### [Prompt]
Write the line that contains "Target: wooden tabletop" and each one after it, word for word, ending with the final line of the data.

### [Given records]
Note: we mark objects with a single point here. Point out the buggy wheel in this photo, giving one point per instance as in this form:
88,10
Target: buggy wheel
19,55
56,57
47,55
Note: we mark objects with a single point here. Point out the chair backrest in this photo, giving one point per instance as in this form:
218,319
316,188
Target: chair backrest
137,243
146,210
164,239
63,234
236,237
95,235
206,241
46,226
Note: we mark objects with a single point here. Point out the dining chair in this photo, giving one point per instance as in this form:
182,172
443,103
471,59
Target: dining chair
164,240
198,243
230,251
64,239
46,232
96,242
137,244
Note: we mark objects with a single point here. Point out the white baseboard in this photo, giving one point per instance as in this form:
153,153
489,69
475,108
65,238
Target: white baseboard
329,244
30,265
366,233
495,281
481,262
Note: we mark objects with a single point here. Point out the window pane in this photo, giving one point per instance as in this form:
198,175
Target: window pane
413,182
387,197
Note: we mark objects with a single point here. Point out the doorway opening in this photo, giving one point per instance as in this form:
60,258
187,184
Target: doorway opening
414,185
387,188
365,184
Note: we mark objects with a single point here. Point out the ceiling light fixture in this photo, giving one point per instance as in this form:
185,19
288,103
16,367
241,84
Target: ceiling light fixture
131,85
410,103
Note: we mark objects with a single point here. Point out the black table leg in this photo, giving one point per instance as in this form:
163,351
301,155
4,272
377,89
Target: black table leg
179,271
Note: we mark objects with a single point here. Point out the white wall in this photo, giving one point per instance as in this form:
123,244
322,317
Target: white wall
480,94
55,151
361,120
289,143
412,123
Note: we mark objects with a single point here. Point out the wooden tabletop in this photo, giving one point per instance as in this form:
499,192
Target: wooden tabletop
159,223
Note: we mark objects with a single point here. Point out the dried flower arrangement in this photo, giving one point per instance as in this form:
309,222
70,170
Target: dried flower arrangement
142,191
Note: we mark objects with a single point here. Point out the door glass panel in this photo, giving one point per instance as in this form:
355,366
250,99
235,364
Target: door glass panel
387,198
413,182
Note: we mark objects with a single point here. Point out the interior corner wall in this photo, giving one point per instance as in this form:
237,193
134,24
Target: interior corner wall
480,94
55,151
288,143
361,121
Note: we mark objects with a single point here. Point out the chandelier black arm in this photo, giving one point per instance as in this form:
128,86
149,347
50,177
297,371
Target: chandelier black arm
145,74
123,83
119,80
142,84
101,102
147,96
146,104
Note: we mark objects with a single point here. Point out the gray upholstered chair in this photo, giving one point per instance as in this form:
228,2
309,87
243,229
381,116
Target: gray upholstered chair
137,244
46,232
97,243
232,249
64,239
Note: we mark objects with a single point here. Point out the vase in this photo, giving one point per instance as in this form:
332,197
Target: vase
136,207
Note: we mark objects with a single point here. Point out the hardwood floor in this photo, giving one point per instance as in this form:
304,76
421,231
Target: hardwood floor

### [Solution]
Target: wooden tabletop
159,223
Note: we mark objects with a single point here. Point out the dried flower arrangement in this photo, giving one point per instance as in this form:
309,222
70,170
Target: dried flower arrangement
142,191
Note: we mark objects with a single point here. Point out the door glass panel in this photo, giving one point per instance as in this form:
355,366
250,99
235,364
Target: door glass panel
387,198
413,182
Note: we mark objects with a single point here. Point out the interior corner wall in this photo, giving one point per instance as in this form:
237,193
134,24
Target: interior corner wall
480,94
55,151
288,143
361,121
Note: we mark objects with a single point here. Point out the chandelier black arm in this photo, giving one point per instance as in this form:
128,86
149,347
50,177
297,371
Target: chandelier black arm
145,74
123,83
119,80
142,84
101,102
147,96
146,104
Note: we mark objects with a single point here. Point out the gray upholstered chair in this photo, giving one point per instance as in this form:
228,2
309,87
243,229
381,116
Target: gray upholstered chair
137,244
46,232
97,243
232,249
64,239
Note: we mark objects with a single point here. Point out the vase in this photo, giving one point per instance as in this form:
332,197
Target: vase
136,207
Note: we mark objects with a single point here. Point out the hardwood floor in this photo, giving one point per instance as in this form:
304,76
421,231
Target: hardwood floor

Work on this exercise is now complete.